■ Schriftelijke opdracht 1
Schrijf uit de tekst over het Kadaster het deel over dat begint bij "De schrijvers die" en eindigt bij "regel moesten schrijven.", zonder iets te veranderen.
##############################
De schrijvers die in dienst waren bij het Kadaster werden betaald per geschreven regel. Dus hoe meer regels geschreven werden hoe meer men kon verdienen! Dit resulteerde erin dat het handschrift soms zo schuin was dat men nauwelijks de geschreven teksten kon lezen. Dit is later aangepast met de opdracht aan de schrijvers dat ze een minimaal aantal lettergrepen per regel moesten schrijven.
1950
Vanaf 1950 werden de akten niet meer overgeschreven maar door het notarissen ingediend in een getypte vorm op speciaal door het Kadaster geleverde papier. Dit zorgde voor een veel duidelijker te lezen tekst en ook eenvoudig om een kopie ervan te maken. De wijze van nummering van de akten bleef ongewijzigd. Nog steeds oplopende boekwerken met een oplopende nummering van de akten. In totaal werden maximaal 200 bladen in de boekwerken opgeslagen.
##############################
■ Schriftelijke opdracht 2
Zoek alstublieft in de records elke regel waarin het woord "mountain" staat en neem die regels ongewijzigd over. Let op: hoofdletters en kleine letters tellen mee.
##############################
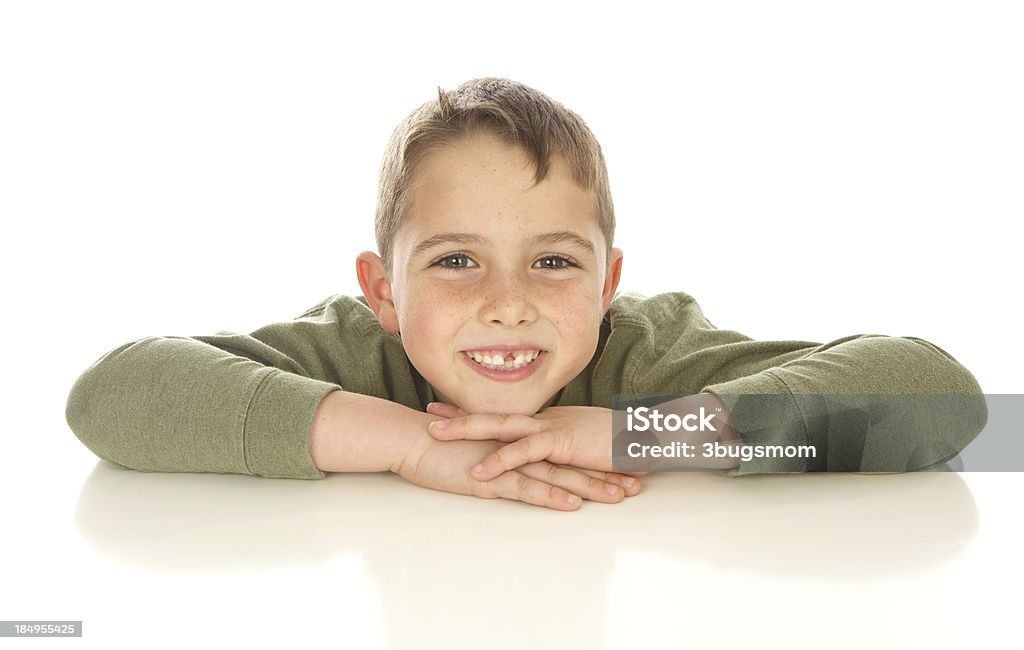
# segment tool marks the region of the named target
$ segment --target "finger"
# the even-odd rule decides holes
[[[521,440],[506,444],[470,470],[470,476],[478,481],[487,481],[503,472],[514,470],[527,463],[538,463],[550,459],[555,450],[555,436],[552,433],[538,433]]]
[[[638,479],[635,476],[630,476],[629,474],[618,474],[617,472],[600,472],[597,470],[585,470],[578,467],[574,467],[572,469],[578,472],[583,472],[588,476],[593,476],[594,478],[601,479],[602,481],[620,485],[626,491],[627,496],[634,496],[640,493],[640,479]]]
[[[543,422],[529,416],[474,414],[451,420],[435,420],[427,426],[427,430],[431,436],[438,440],[514,442],[524,436],[542,431],[544,427]]]
[[[486,481],[485,491],[503,499],[521,501],[554,510],[578,510],[583,500],[563,487],[546,483],[522,472],[506,472]],[[486,495],[486,494],[483,494]]]
[[[622,485],[571,467],[560,467],[551,463],[530,463],[516,471],[545,483],[557,485],[588,501],[617,504],[626,497],[626,490]]]
[[[427,413],[432,416],[440,416],[441,418],[462,418],[469,415],[455,404],[445,404],[440,401],[432,401],[427,404]]]

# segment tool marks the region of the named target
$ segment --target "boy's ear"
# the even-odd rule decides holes
[[[377,314],[381,327],[387,332],[398,332],[398,314],[391,296],[391,281],[384,272],[384,261],[370,251],[364,251],[355,258],[355,276],[359,280],[367,304]]]
[[[611,299],[618,289],[618,278],[623,274],[623,250],[611,249],[608,255],[608,272],[604,276],[604,287],[601,290],[601,313],[608,311]]]

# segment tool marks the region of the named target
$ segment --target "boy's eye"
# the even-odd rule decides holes
[[[444,257],[439,257],[430,263],[431,266],[439,266],[451,271],[458,271],[464,268],[476,266],[476,262],[471,260],[465,253],[452,253]]]
[[[534,268],[546,268],[554,271],[561,271],[567,268],[580,266],[570,257],[561,255],[546,255],[534,262]]]

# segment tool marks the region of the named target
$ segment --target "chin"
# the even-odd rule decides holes
[[[503,399],[474,399],[465,402],[457,402],[457,405],[468,414],[490,413],[504,414],[508,416],[536,416],[544,404],[527,403],[525,401],[511,401]]]

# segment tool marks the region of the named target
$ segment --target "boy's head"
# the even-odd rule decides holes
[[[380,256],[359,284],[438,397],[539,410],[593,357],[618,283],[600,145],[577,115],[504,79],[414,111],[381,167]]]

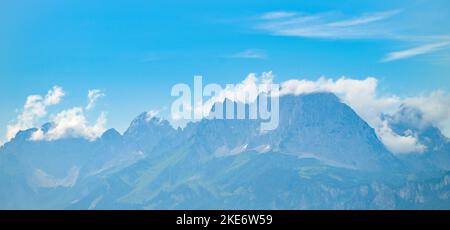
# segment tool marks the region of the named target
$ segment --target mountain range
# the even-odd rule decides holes
[[[175,129],[146,112],[94,141],[33,141],[36,128],[20,131],[0,147],[0,208],[450,208],[450,141],[418,127],[420,112],[385,117],[426,146],[396,155],[332,93],[282,96],[279,108],[278,128],[264,133],[261,120]]]

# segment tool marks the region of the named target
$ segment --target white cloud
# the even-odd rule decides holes
[[[204,111],[209,111],[217,101],[224,98],[233,98],[236,92],[245,92],[249,87],[261,84],[271,84],[273,75],[271,72],[263,73],[261,77],[250,74],[240,84],[225,89],[218,97],[205,103]],[[280,95],[306,94],[313,92],[332,92],[342,102],[349,105],[361,116],[371,127],[375,129],[377,136],[383,144],[393,153],[423,152],[426,147],[419,143],[415,133],[395,133],[384,115],[394,115],[402,106],[418,109],[423,115],[423,122],[428,122],[438,127],[447,136],[450,135],[450,95],[442,91],[431,92],[428,95],[417,97],[399,97],[395,95],[379,95],[377,92],[378,81],[376,78],[368,77],[364,80],[339,78],[337,80],[320,78],[316,81],[292,79],[281,83]],[[237,95],[243,95],[237,93]]]
[[[259,18],[270,20],[270,19],[288,18],[288,17],[292,17],[295,15],[297,15],[297,13],[295,13],[295,12],[273,11],[273,12],[267,12],[267,13],[261,15],[261,17],[259,17]]]
[[[243,58],[243,59],[266,59],[267,53],[261,49],[247,49],[242,52],[235,53],[230,58]]]
[[[44,133],[41,129],[31,136],[31,140],[58,140],[67,137],[82,137],[88,140],[95,140],[105,130],[106,114],[102,112],[93,125],[89,125],[84,115],[83,108],[74,107],[63,110],[52,119],[52,127]]]
[[[418,55],[435,52],[435,51],[438,51],[438,50],[441,50],[444,48],[448,48],[448,47],[450,47],[450,41],[426,44],[426,45],[418,46],[418,47],[407,49],[407,50],[391,52],[391,53],[387,54],[386,57],[384,57],[384,59],[382,61],[390,62],[390,61],[415,57]]]
[[[90,89],[88,91],[88,105],[86,106],[86,110],[91,110],[95,106],[95,102],[100,97],[104,97],[105,93],[99,89]]]
[[[65,137],[82,137],[94,140],[99,137],[105,131],[106,114],[104,112],[92,125],[89,125],[82,107],[63,110],[55,115],[49,116],[47,114],[47,108],[58,104],[64,95],[61,87],[54,86],[45,96],[28,96],[21,113],[7,126],[7,141],[11,140],[21,130],[38,127],[39,122],[44,119],[50,120],[52,124],[50,129],[46,131],[38,129],[31,135],[30,140],[51,141]],[[89,90],[86,110],[91,109],[96,100],[102,96],[104,96],[104,93],[100,90]]]
[[[22,112],[12,123],[7,125],[7,141],[11,140],[17,132],[33,128],[40,118],[47,115],[47,107],[58,104],[64,95],[61,87],[53,86],[45,97],[41,95],[28,96]]]
[[[388,28],[378,22],[385,21],[399,12],[399,10],[375,12],[344,19],[337,18],[332,13],[316,15],[298,13],[289,17],[276,17],[277,14],[269,13],[269,17],[267,14],[260,17],[264,20],[258,22],[256,28],[283,36],[327,39],[385,38],[390,36]]]

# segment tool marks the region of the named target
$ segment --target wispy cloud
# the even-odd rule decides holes
[[[273,12],[268,12],[268,13],[261,15],[261,17],[259,17],[259,18],[260,19],[279,19],[279,18],[288,18],[288,17],[292,17],[292,16],[296,16],[296,15],[297,15],[296,12],[273,11]]]
[[[95,103],[101,97],[104,97],[105,93],[99,89],[90,89],[88,91],[88,104],[86,106],[86,110],[91,110],[94,108]]]
[[[431,43],[426,45],[421,45],[407,50],[391,52],[383,58],[382,62],[390,62],[410,57],[415,57],[418,55],[423,55],[437,50],[450,47],[450,41]]]
[[[21,130],[33,128],[36,121],[47,115],[47,108],[59,104],[64,95],[61,87],[53,86],[45,96],[28,96],[21,113],[7,125],[6,140],[11,140]]]
[[[339,17],[332,13],[307,15],[293,12],[269,12],[256,23],[259,30],[274,35],[325,39],[384,38],[389,31],[382,21],[400,10],[366,13],[358,17]]]
[[[262,49],[247,49],[233,55],[230,58],[244,58],[244,59],[266,59],[267,52]]]

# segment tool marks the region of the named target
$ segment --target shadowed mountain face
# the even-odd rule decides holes
[[[439,130],[421,129],[426,154],[398,159],[333,94],[281,97],[279,116],[264,133],[261,120],[176,130],[147,113],[95,141],[30,141],[35,129],[22,131],[0,148],[0,208],[450,208]],[[413,129],[397,123],[398,133]]]

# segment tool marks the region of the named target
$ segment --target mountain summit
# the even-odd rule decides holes
[[[424,170],[422,157],[393,155],[334,94],[279,102],[279,126],[268,132],[258,119],[203,119],[177,130],[149,113],[123,135],[110,129],[94,141],[33,141],[36,129],[21,131],[0,149],[0,208],[450,207],[445,167]],[[399,132],[410,126],[394,121]],[[420,137],[448,154],[438,131]]]

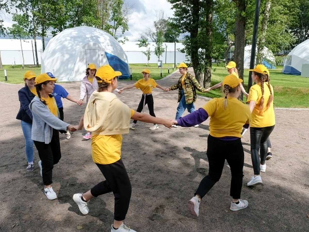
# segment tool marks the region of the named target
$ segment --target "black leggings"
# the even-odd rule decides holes
[[[202,198],[219,181],[226,160],[232,176],[230,195],[234,199],[240,199],[243,185],[244,156],[240,138],[236,140],[225,141],[209,135],[207,140],[207,157],[209,172],[201,182],[195,194]]]
[[[91,194],[96,197],[112,191],[115,196],[114,219],[123,221],[129,208],[132,188],[122,161],[121,159],[110,164],[95,164],[106,180],[91,188]]]
[[[138,106],[137,107],[137,110],[136,111],[140,113],[143,110],[143,107],[144,107],[144,99],[145,98],[145,94],[142,95],[142,99],[141,101],[139,102]],[[145,105],[146,104],[148,105],[148,109],[149,110],[149,114],[151,116],[155,117],[155,114],[154,114],[154,99],[152,97],[152,94],[146,95],[146,99],[145,99]],[[133,121],[133,123],[136,123],[137,120],[134,120]]]
[[[267,153],[267,139],[275,125],[263,127],[250,127],[251,160],[255,175],[260,175],[260,164],[265,163]],[[259,156],[260,150],[261,160]]]
[[[42,176],[43,183],[48,185],[53,183],[53,169],[61,158],[59,132],[53,128],[53,137],[50,142],[46,144],[44,142],[33,141],[42,161]]]

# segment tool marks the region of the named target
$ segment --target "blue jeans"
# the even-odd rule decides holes
[[[21,129],[25,137],[25,150],[27,161],[30,163],[33,161],[33,140],[31,139],[32,123],[20,121]]]
[[[184,92],[183,89],[181,90],[181,94],[182,97],[181,97],[181,99],[177,107],[177,111],[176,113],[176,117],[175,117],[176,119],[177,119],[181,117],[186,109],[189,113],[192,113],[195,110],[193,102],[188,104],[186,104],[186,99],[184,97]]]

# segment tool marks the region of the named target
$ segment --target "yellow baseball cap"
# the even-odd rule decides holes
[[[36,75],[32,71],[27,71],[24,74],[23,79],[28,79],[29,80],[33,77],[36,77]]]
[[[121,72],[115,71],[110,65],[107,64],[101,66],[98,69],[95,75],[99,77],[102,81],[107,83],[111,83],[112,79],[116,76],[121,76],[122,75]],[[98,81],[100,82],[101,81]]]
[[[188,67],[184,63],[180,63],[179,64],[179,65],[177,66],[176,67],[177,68],[187,68]]]
[[[234,61],[230,61],[229,62],[226,66],[225,66],[226,68],[232,68],[236,67],[236,63]]]
[[[235,88],[239,84],[239,83],[243,82],[243,80],[240,78],[238,78],[234,74],[230,74],[226,76],[223,79],[222,86],[228,84],[231,88]]]
[[[142,73],[143,72],[146,72],[146,73],[148,73],[149,74],[150,74],[150,71],[149,71],[149,70],[148,68],[145,68],[142,71]]]
[[[88,65],[88,66],[87,67],[87,68],[90,68],[91,69],[96,69],[96,66],[95,66],[95,64],[91,63]]]
[[[269,71],[267,68],[262,64],[257,64],[253,69],[249,69],[249,71],[253,71],[259,73],[266,74],[269,75]]]
[[[38,84],[41,83],[42,83],[44,81],[48,80],[51,80],[52,81],[56,81],[58,79],[57,78],[55,78],[55,77],[52,74],[53,76],[50,76],[48,73],[45,73],[38,75],[38,76],[36,78],[35,80],[34,81],[34,84]]]

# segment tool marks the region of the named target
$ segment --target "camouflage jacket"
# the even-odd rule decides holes
[[[177,83],[173,85],[169,88],[170,90],[174,90],[178,89],[178,102],[180,101],[182,97],[181,91],[182,89],[181,86],[181,76],[180,77]],[[184,98],[186,99],[186,104],[189,104],[192,102],[195,102],[196,101],[196,89],[197,89],[200,92],[207,92],[206,89],[200,85],[200,84],[195,78],[188,72],[187,73],[187,75],[184,78]]]

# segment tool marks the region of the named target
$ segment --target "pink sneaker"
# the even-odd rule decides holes
[[[90,132],[87,132],[83,137],[85,139],[88,140],[91,138],[91,134]]]

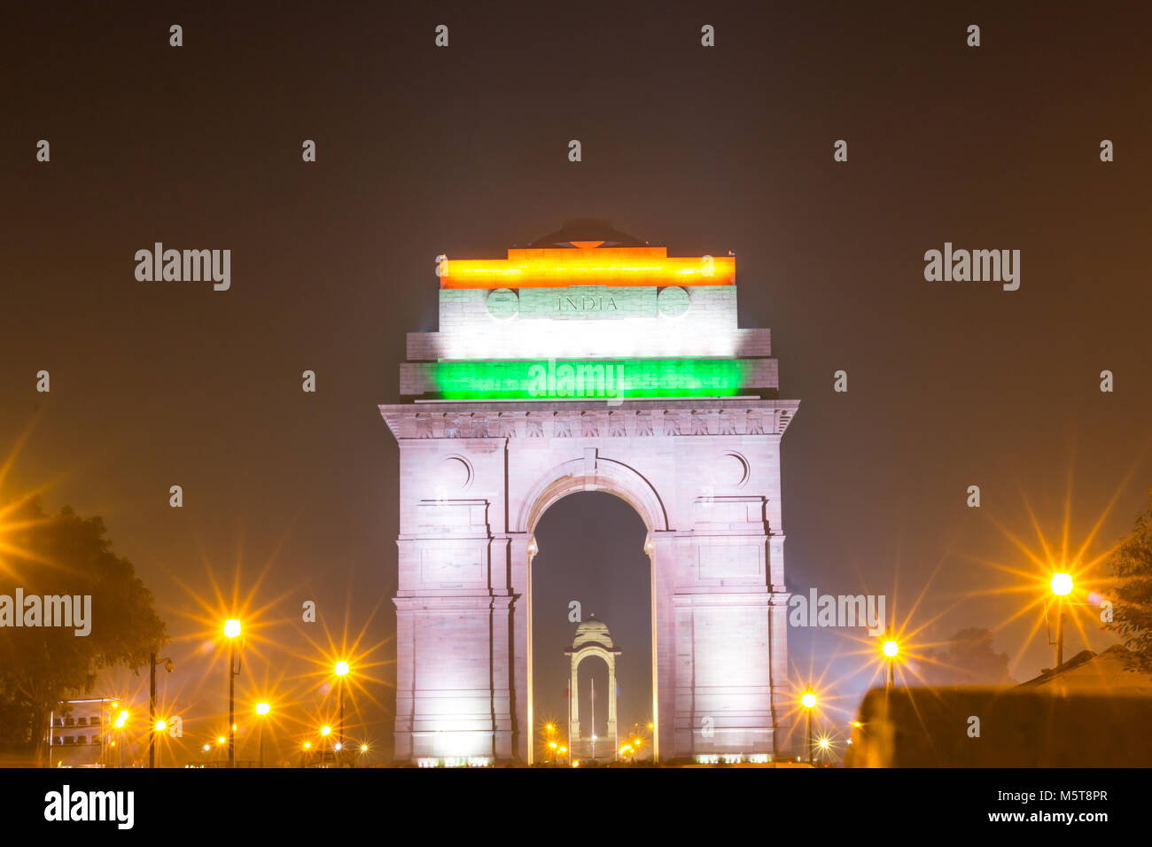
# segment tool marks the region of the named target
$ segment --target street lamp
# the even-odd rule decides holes
[[[808,763],[814,764],[814,750],[812,749],[812,710],[816,709],[816,695],[809,690],[799,697],[799,704],[808,712]]]
[[[1070,574],[1053,574],[1048,585],[1056,596],[1056,670],[1064,664],[1064,597],[1073,592]]]
[[[152,734],[147,736],[147,756],[149,756],[147,766],[149,767],[156,767],[156,758],[153,756],[153,753],[154,753],[156,748],[153,747],[153,743],[152,743],[156,740],[156,734],[158,732],[164,732],[167,728],[168,728],[168,724],[162,718],[160,720],[156,721],[156,724],[152,726]]]
[[[259,714],[262,718],[267,716],[270,711],[272,711],[272,706],[270,706],[267,703],[256,704],[256,713]],[[264,767],[264,725],[266,723],[267,721],[264,720],[260,721],[260,767]]]
[[[880,651],[888,658],[888,688],[895,685],[896,678],[896,655],[900,653],[900,644],[889,637],[880,645]]]
[[[162,664],[164,670],[172,673],[175,665],[172,664],[172,659],[165,656],[162,659],[156,658],[156,653],[152,653],[151,659],[151,680],[149,682],[149,698],[147,698],[147,719],[149,721],[156,720],[156,667]],[[149,735],[147,739],[147,766],[156,767],[156,744],[153,743],[154,736]]]
[[[236,638],[240,637],[240,621],[229,618],[223,622],[223,634],[228,638],[228,766],[236,766]]]
[[[332,670],[336,674],[338,685],[340,686],[340,747],[336,748],[339,753],[343,749],[344,741],[344,676],[348,675],[348,663],[341,659]]]

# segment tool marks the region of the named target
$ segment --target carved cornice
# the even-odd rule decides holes
[[[798,400],[632,400],[381,406],[396,440],[783,436]]]

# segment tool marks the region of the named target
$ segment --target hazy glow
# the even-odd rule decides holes
[[[446,400],[732,396],[753,381],[738,358],[503,360],[422,365]]]

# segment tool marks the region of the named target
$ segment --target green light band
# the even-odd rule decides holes
[[[446,400],[732,396],[752,360],[600,358],[440,362],[426,377]]]

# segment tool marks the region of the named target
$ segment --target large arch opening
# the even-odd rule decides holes
[[[586,755],[592,735],[600,761],[614,757],[616,738],[642,739],[637,759],[653,755],[655,656],[647,537],[649,527],[630,501],[605,491],[558,492],[538,515],[529,635],[530,747],[537,762],[552,761],[550,743],[567,747],[569,738],[577,743],[583,738],[585,743],[571,751]],[[579,663],[577,690],[569,690],[574,637],[578,626],[586,629],[591,620],[606,625],[616,652],[614,725],[608,708],[613,682],[602,656]],[[574,726],[569,726],[571,696],[577,698]]]

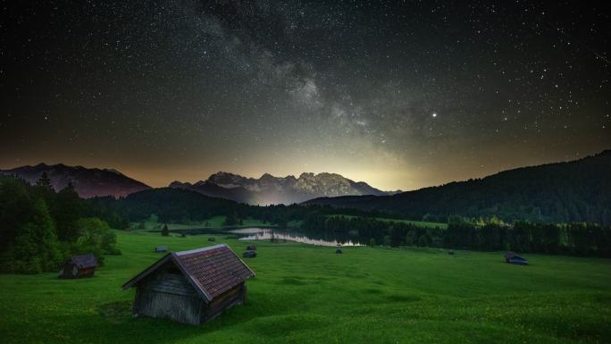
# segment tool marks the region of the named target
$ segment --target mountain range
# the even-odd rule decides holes
[[[148,185],[112,169],[68,166],[63,164],[38,164],[35,166],[0,170],[0,174],[16,175],[30,184],[35,184],[43,172],[46,172],[51,180],[51,186],[55,190],[61,190],[68,186],[68,183],[71,183],[79,196],[83,198],[96,196],[120,197],[151,189]]]
[[[63,164],[38,164],[0,170],[1,174],[16,175],[30,184],[36,183],[43,172],[51,180],[55,190],[74,186],[81,197],[113,196],[124,197],[151,189],[149,186],[127,177],[116,170],[68,166]],[[205,180],[196,183],[174,181],[170,188],[196,191],[219,198],[230,199],[251,205],[292,204],[321,197],[347,195],[388,195],[363,181],[353,181],[336,173],[302,173],[294,176],[274,177],[269,173],[259,179],[220,172]]]
[[[383,196],[381,191],[363,181],[354,181],[336,173],[302,173],[274,177],[265,173],[259,179],[220,172],[194,184],[174,181],[170,188],[186,189],[201,194],[251,205],[293,204],[320,197]]]
[[[322,197],[306,205],[444,221],[450,215],[611,223],[611,150],[391,196]]]
[[[46,172],[56,190],[71,182],[82,197],[119,197],[151,189],[108,169],[39,164],[0,170],[0,173],[14,174],[32,184],[43,172]],[[218,172],[193,184],[174,181],[167,189],[251,205],[326,205],[441,222],[452,215],[497,215],[508,221],[607,224],[611,223],[611,150],[575,161],[523,167],[398,193],[381,191],[334,173],[302,173],[298,178],[265,173],[254,179]]]

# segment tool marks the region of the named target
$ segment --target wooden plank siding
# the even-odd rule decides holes
[[[184,276],[163,272],[138,286],[134,314],[197,325],[203,303]]]
[[[244,303],[255,276],[225,244],[168,254],[123,289],[136,287],[135,315],[200,324]]]
[[[206,305],[205,312],[202,312],[202,323],[213,319],[225,309],[243,304],[245,293],[246,285],[242,282],[214,298],[212,302]]]

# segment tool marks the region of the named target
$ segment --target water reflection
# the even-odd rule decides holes
[[[334,235],[332,233],[320,233],[316,235],[272,228],[243,228],[230,231],[242,236],[239,238],[240,240],[273,240],[276,242],[291,240],[320,246],[361,246],[357,241],[353,241],[348,237]]]

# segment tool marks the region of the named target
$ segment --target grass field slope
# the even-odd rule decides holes
[[[0,275],[9,343],[608,343],[611,261],[500,253],[333,248],[258,241],[244,306],[202,326],[134,318],[120,286],[161,256],[208,236],[118,232],[122,256],[96,276]],[[247,242],[216,237],[241,253]]]

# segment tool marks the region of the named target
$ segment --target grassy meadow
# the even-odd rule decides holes
[[[0,274],[9,343],[608,343],[611,261],[501,253],[256,242],[245,305],[191,326],[134,318],[120,286],[162,255],[208,236],[117,232],[122,256],[96,276]],[[241,254],[247,242],[216,236]]]

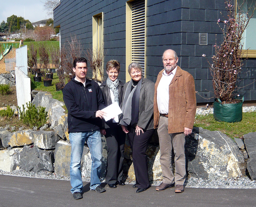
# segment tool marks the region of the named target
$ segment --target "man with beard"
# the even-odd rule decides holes
[[[156,188],[164,190],[175,186],[175,193],[184,192],[186,176],[185,137],[192,132],[196,108],[195,82],[192,75],[177,66],[175,51],[164,52],[164,69],[158,74],[154,97],[154,124],[158,127],[160,162],[164,178]],[[172,167],[173,149],[175,177]]]

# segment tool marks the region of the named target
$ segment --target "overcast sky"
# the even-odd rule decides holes
[[[0,5],[0,23],[3,20],[6,22],[7,17],[13,14],[24,17],[24,6],[25,19],[32,23],[49,18],[40,0],[1,0]]]

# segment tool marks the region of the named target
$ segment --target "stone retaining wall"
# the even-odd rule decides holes
[[[11,171],[21,169],[36,172],[47,170],[57,175],[69,176],[71,146],[67,116],[62,107],[64,103],[53,99],[46,92],[34,91],[32,93],[35,95],[32,103],[36,106],[46,108],[49,118],[48,123],[54,131],[27,129],[11,133],[0,129],[0,169]],[[247,161],[247,164],[250,164],[250,169],[248,166],[247,167],[251,178],[256,179],[256,166],[253,162],[256,150],[254,143],[252,143],[256,139],[256,133],[244,135],[246,145],[251,146],[248,147],[250,149],[248,156],[245,150],[247,147],[244,148],[241,139],[237,141],[239,150],[234,141],[218,131],[194,128],[193,132],[192,135],[186,138],[186,165],[189,176],[208,179],[238,178],[245,175]],[[102,139],[101,176],[104,178],[107,153],[105,139],[104,137]],[[151,181],[162,179],[158,140],[156,132],[146,152]],[[134,180],[135,176],[132,161],[132,153],[126,140],[124,162],[125,178]],[[85,178],[90,178],[91,163],[90,150],[86,145],[81,162],[82,175]]]

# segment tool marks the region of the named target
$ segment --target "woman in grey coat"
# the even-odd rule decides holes
[[[131,80],[125,84],[120,121],[123,130],[127,134],[133,151],[133,161],[136,179],[133,187],[140,193],[150,187],[146,152],[154,132],[153,102],[155,84],[142,75],[140,65],[133,63],[128,67]]]

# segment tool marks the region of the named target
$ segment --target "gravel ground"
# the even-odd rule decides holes
[[[256,111],[256,106],[245,106],[243,107],[243,112]],[[204,115],[208,114],[212,114],[213,109],[209,110],[206,108],[197,109],[196,115]],[[69,180],[69,177],[57,175],[55,174],[48,171],[41,171],[35,173],[32,172],[27,172],[22,170],[17,170],[10,172],[3,171],[0,170],[0,175],[7,175],[14,176],[30,177],[40,178],[55,179]],[[84,181],[90,181],[88,180],[83,179]],[[105,180],[102,180],[104,182]],[[161,181],[155,181],[153,185],[158,185],[161,183]],[[126,184],[134,184],[135,181],[127,180]],[[256,188],[256,180],[251,180],[248,177],[242,177],[236,179],[218,179],[216,180],[203,180],[201,178],[194,178],[186,179],[185,182],[186,188]]]

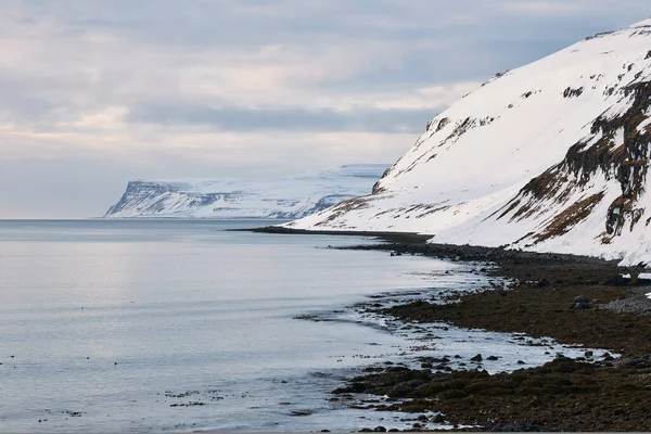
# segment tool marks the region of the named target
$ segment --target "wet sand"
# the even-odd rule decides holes
[[[425,244],[416,234],[345,234],[375,235],[387,242],[348,248],[483,261],[487,275],[511,282],[463,295],[457,303],[413,302],[378,307],[378,312],[406,322],[444,321],[549,336],[563,344],[608,348],[621,357],[597,358],[586,352],[584,357],[558,357],[542,367],[523,365],[496,374],[472,368],[446,371],[445,360],[420,370],[379,365],[349,379],[334,396],[387,395],[388,403],[367,408],[412,412],[421,420],[417,431],[443,421],[473,426],[465,431],[651,431],[651,301],[644,295],[651,288],[638,284],[648,283],[637,282],[641,268],[584,256]],[[630,273],[631,279],[624,280],[621,273]],[[427,416],[429,411],[443,417]]]

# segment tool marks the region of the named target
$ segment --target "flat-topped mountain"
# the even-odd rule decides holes
[[[497,74],[372,194],[291,222],[651,263],[651,20]]]
[[[301,218],[370,192],[386,167],[354,164],[277,179],[130,181],[104,217]]]

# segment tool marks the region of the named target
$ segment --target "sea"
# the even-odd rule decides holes
[[[407,429],[332,391],[423,355],[498,371],[579,350],[373,312],[483,288],[485,265],[231,231],[277,222],[0,220],[0,432]]]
##############################
■ Definitief antwoord 1
De schrijvers die in dienst waren bij het Kadaster werden betaald per geschreven regel. Dus hoe meer regels geschreven werden hoe meer men kon verdienen! Dit resulteerde erin dat het handschrift soms zo schuin was dat men nauwelijks de geschreven teksten kon lezen. Dit is later aangepast met de opdracht aan de schrijvers dat ze een minimaal aantal lettergrepen per regel moesten schrijven.

■ Definitief antwoord 2
$ segment --target mountain range
$ segment --target shadowed mountain face
$ segment --target mountain summit
$ segment --target mountain range
$ segment --target "flat-topped mountain"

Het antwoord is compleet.